§ **Goals**
[1] Summarize the post about Senator Dayton's Department of Peace bill in two sentences.
[2] Gather every line of the records that contains the string "diner". Treat the match as case-sensitive.

§ **Document section**
────────────────────────────────────────
Sunday, September 25, 2005

Secretary of Flower Power?

Big government may be bad, but naive government is far worse. On Thursday, Senator Mark Dayton (D - MN) introduced legislation to institute a Department of Peace and Nonviolence. While the House version of this bill has the department subordinate to Homeland Security, Dayton's Folly goes so far as to make this a cabinet level position.

In Dayton's own words, these are the responsibilities of the department:

•hold peace as an organizing principle, coordinating service to every level of American society; •endeavor to promote justice and democratic principles to expand human rights; •strengthen nonmilitary means of peacemaking; •promote the development of human potential; •work to create peace, prevent violence, divert from armed conflict, use field-tested programs, and develop new structures and nonviolent dispute resolution; •take a proactive, strategic approach in the development of policies that promote national and international conflict prevention, nonviolent intervention, mediation, peaceful resolution of conflict, and structured mediation of conflict; •address matters both domestic and international in scope; and •encourage the development of initiatives from local communities, religious groups, and nongovernmental organizations.
────────────────────────────────────────
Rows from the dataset

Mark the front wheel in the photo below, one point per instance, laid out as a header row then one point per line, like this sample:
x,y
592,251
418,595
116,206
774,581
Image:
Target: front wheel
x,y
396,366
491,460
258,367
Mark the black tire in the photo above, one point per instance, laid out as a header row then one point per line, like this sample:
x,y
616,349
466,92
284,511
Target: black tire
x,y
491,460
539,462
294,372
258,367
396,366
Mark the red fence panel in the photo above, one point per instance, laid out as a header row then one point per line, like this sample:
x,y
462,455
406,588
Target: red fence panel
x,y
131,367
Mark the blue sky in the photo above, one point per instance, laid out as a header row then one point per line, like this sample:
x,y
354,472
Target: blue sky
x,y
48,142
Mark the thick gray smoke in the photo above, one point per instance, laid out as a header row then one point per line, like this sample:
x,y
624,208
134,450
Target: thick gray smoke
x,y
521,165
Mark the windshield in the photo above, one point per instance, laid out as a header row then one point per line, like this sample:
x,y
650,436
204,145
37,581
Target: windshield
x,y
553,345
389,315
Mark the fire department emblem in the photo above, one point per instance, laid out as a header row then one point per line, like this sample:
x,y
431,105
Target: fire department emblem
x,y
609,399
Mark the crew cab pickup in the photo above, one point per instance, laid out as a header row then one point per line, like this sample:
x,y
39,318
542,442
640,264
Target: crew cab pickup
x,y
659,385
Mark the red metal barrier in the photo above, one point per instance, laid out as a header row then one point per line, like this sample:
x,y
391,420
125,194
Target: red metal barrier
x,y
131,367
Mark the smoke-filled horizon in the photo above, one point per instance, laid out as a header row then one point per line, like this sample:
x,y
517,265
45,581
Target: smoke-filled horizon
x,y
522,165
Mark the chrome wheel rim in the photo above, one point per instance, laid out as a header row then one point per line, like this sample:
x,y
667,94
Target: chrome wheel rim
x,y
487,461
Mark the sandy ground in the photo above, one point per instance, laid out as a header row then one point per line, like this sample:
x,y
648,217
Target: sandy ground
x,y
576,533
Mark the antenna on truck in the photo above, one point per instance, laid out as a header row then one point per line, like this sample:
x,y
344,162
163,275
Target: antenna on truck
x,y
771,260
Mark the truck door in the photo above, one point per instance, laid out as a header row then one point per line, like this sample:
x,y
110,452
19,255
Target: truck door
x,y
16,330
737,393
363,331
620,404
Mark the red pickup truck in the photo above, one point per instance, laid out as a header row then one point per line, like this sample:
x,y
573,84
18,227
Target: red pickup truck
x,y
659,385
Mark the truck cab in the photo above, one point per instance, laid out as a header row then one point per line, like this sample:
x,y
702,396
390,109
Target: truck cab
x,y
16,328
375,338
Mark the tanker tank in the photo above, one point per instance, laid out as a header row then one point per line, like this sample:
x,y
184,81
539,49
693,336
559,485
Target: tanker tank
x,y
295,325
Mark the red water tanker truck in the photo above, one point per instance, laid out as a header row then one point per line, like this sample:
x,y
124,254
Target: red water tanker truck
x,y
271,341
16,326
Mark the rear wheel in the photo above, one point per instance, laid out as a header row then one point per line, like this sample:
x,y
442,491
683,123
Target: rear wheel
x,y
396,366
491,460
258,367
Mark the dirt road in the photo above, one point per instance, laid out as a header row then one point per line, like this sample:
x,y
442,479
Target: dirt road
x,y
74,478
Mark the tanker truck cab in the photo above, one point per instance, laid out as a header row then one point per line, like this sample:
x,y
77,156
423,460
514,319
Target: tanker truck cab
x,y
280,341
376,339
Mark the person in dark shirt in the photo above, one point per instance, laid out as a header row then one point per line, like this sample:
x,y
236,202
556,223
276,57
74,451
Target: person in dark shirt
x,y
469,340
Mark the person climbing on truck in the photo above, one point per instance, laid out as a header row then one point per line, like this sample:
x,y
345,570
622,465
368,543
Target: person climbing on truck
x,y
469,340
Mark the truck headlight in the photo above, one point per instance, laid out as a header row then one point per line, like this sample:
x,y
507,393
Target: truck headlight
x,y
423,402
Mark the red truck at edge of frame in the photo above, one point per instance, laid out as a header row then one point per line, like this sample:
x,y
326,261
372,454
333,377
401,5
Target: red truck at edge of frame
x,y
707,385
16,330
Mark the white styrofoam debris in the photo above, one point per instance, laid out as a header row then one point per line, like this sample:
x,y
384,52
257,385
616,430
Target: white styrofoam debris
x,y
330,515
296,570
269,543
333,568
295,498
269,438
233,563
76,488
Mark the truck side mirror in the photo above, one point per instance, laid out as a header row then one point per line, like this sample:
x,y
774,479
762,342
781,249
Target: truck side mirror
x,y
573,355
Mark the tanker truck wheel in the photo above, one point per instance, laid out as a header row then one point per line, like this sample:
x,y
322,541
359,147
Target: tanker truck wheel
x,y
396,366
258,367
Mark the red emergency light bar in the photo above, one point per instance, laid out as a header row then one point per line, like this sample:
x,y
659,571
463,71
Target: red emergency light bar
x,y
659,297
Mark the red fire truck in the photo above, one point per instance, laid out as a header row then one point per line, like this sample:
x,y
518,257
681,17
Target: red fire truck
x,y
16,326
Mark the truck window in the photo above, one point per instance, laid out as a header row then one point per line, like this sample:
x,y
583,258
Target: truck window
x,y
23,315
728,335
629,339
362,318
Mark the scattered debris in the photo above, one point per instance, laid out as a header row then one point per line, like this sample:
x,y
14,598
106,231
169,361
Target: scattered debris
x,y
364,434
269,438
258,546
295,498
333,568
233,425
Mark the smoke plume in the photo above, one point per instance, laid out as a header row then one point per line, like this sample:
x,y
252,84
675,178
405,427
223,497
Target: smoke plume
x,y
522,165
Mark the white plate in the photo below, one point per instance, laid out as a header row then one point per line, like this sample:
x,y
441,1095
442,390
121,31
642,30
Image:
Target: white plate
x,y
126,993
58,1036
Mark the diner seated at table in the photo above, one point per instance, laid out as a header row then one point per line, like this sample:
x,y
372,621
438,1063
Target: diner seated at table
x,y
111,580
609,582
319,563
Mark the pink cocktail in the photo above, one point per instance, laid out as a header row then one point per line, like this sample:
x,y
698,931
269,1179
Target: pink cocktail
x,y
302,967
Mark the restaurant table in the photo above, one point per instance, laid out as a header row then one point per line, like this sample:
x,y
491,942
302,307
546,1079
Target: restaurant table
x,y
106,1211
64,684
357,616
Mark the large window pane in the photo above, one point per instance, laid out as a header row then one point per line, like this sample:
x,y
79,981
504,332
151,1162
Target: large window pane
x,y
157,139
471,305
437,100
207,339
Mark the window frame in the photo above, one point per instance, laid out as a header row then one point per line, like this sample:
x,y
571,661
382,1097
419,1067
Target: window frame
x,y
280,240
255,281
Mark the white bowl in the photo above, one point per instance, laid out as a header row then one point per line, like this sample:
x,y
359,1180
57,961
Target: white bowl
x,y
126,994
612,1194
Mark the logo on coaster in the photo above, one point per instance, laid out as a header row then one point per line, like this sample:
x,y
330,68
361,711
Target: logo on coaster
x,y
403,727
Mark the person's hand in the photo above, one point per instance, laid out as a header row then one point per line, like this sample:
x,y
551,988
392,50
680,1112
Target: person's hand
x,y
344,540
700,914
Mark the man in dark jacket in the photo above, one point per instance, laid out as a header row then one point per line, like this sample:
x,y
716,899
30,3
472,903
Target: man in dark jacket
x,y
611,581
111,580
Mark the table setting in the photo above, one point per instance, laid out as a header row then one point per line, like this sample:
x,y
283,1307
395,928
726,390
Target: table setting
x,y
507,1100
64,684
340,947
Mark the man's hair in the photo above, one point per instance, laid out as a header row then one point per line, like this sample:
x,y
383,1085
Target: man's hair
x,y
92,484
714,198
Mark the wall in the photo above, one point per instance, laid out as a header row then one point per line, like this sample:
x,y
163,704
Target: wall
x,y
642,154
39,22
────────────────────────────────────────
§ **Problem solutions**
[1] The post argues that naive government is worse than big government and criticizes Senator Mark Dayton (D-MN), who on Thursday introduced legislation that would make a Department of Peace and Nonviolence a cabinet-level position, whereas the House version places the department under Homeland Security. Quoting Dayton, it lists the department's responsibilities, including promoting justice and human rights, strengthening nonmilitary means of peacemaking, working to prevent violence, and encouraging initiatives from local communities, religious groups, and nongovernmental organizations.

[2]
Mark the diner seated at table in the photo above, one point per instance, laid out as a header row then one point per line, like this sample:
Target: diner seated at table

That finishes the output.